>> START DOCUMENT
Shanling MG800 Review

Shanling MG800 Review



Rated at 24Ω and 113dB in sensitivity, which looks quite responsive to power on paper, the MG800 does get loud quite easily even with dongles but the mids density is much enhanced when pairing when there is a stronger current.

Similar to quite some other dynamic IEMs the performance is stepped up when connecting to a desk amplifier where the soundstage gets even louder and the mid-bass punches firmer and speedier.

In most cases, the background is very quiet and I don’t sense much hiss when switching to Turbo gain level on the Shanling M9, which is recommended if you want stronger transients in the vocal range and a stronger outline for softer voices.

Shanling MG800 Review


The MG800 sounds sweet and controlled on various DAPs that have high resolving power, and higher output ratings.

For example, the latest Shanling M7 could deliver 900mW on its balanced output, almost driving the MG800 like a small over-ear headphone that has great openness in the treble.

Some recent DAP releases are also tuned quite clean so the MG800 will be able to color the midrange thicker and more immersive.

Performance on dongles and laptops is satisfactory but much softer than on a powerful source, equalizing down the mid-range frequencies may make it sounds faster and more impactful.

Ultimately, on powerful sources or stronger DACs like the RME ADI-2 Pro, the prominent vocal range sounds much more stereophonic, controlled, and much less compressed.

Select Comparisons

Shanling MG600



The MG600 has an identical shape and a similar circular filter system on the faceplate for adjusting the pressure in the back chamber.

Moreover, it uses a proprietary 10mm carbon composite dynamic driver using a membrane that blends in different materials like carbon fiber, graphite, and Mica fragments to mix their physical properties.

MG800 steps up the game with its 11mm driver plus DLC plating and dual N48 Neodymium magnets, that enhance its agility and resolution, making it possible to bring out more details in the overtones as well as in its thicker, denser bass.

Shanling MG600 Review


The two IEMs have the same shape and both of their weights are very light on the hand. While the artistic stabilized wood design in starry night colors looks marvelous, MG600 leaps further by using a more industrial, fine-engineered approach that feels and looks more premium.

With the MG800 there is a matching case that is a great addition to the package, which you could store pretty much two IEMs together for storage or travel.

Shanling MG600 Review


The MG800 is by a large degree more accurate and more potent in the ability to extract nuances in the output, at the same time it is capable of reflecting the quality of the source more sensitively and loyally. 

Using Adele’s voice as an example, MG600 is coloring it gruff and breathy also drawing it close, MG800 can deliver as much power and intensity but the spacing between the vocalist and the listener is much more defined with the positioning being clearer as well.
>> END DOCUMENT
>> START ENTRIES SUPPLIED
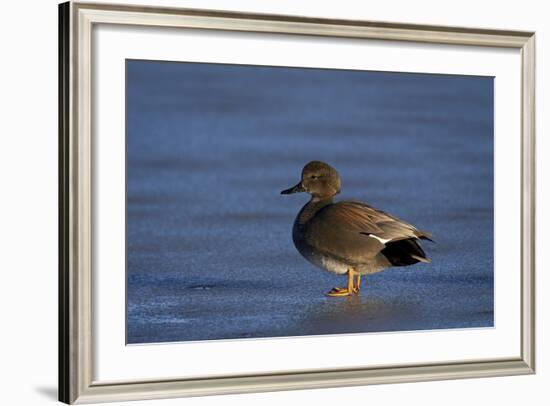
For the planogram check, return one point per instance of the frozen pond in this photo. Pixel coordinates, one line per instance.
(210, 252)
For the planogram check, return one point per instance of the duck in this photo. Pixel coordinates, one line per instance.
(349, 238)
>> END ENTRIES SUPPLIED
>> START ENTRIES SUPPLIED
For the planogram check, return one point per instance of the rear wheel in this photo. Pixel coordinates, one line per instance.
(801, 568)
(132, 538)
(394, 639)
>> END ENTRIES SUPPLIED
>> START ENTRIES SUPPLIED
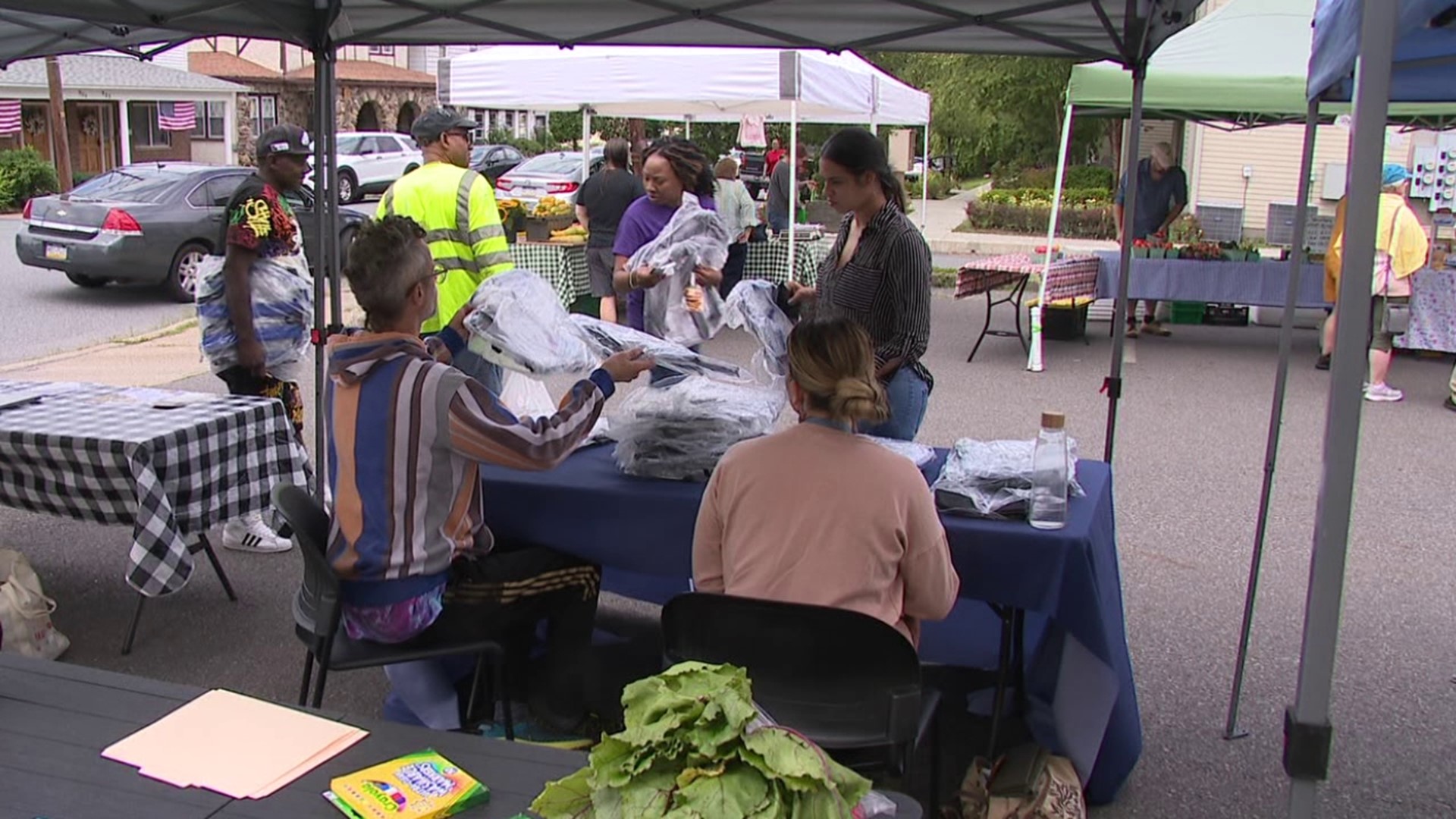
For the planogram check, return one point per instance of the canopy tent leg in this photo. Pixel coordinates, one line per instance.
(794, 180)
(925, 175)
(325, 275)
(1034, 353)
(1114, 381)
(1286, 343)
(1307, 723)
>> END ENTRIES SUPPLIED
- _GIVEN EXERCISE 1_
Using the Shanling MG800 review, decide whether each statement agrees with it. Answer yes or no for each and quote the words that decide it.
(a) The MG600 uses a 10mm driver.
(b) The Shanling M7 can deliver 900mW on its balanced output.
(c) The MG800 uses a single N48 magnet.
- _GIVEN EXERCISE 2_
Extend the Shanling MG800 review past its last sentence.

- _WRITTEN RESPONSE 1_
(a) Yes: "it uses a proprietary 10mm carbon composite dynamic driver"
(b) Yes: "the latest Shanling M7 could deliver 900mW on its balanced output"
(c) No: "dual N48 Neodymium magnets"

- _WRITTEN RESPONSE 2_
The MG600 works great for strong voices to make them even more expressive, while the MG800 can interpret different elements in the music in a more impartial, authentic way, accommodating more instruments in the mix effortlessly while feeling more expansive.

The swappable filter system also gives the MG800 higher versatility to switch between the more vocal-centric, thicker tone, or the balanced, sharper presets that can be adapted to different genres of music or listening environment.

FAudio Dark Sky



The Dark Sky is a Dynamic IEM equipped with a 10.2mm DLC (Diamond-Like Carbon) membrane fused on fiber base materials. This is quite similar to the MG800 which also has a DLC layer over a carbon membrane.

The Dark Sky is 24Ω in impedance and 114dB in sensitivity, which is very like the MG800’s specs, and they similarly respond to power.

With the semi-open back design on the MG800, it is tuned very differently to the Dark Sky which exhibits a more V-shaped signature. The driver on the MG800 is slightly bigger at 11mm, suggesting that it is a more power-efficient design.

FAudio Dark Sky


The Dark Sky adopts FAudio’s signature metallic housing and comes with a cable that matches its aesthetics. The tilted nozzle allows great comfort over hours of listening and MG800 comes head-to-head in this department.

Both IEMs come with a rather premium cable and adaptors, and I consider the swappable connectors on the Shanling cable more practical.

In terms of build quality, the MG800 is a winner here with the more premium titanium housing that is a lot harder to make. The tooling is perfect and the filtering parts on the faceplate are finely detailed, which looks more appealing.

Shanling MG600 Review


The two IEMs using DLC technology on driver membranes share some similarities such as agile bass response, also its nature to sound extended, and textured and be able to bring out nuances in the overtones.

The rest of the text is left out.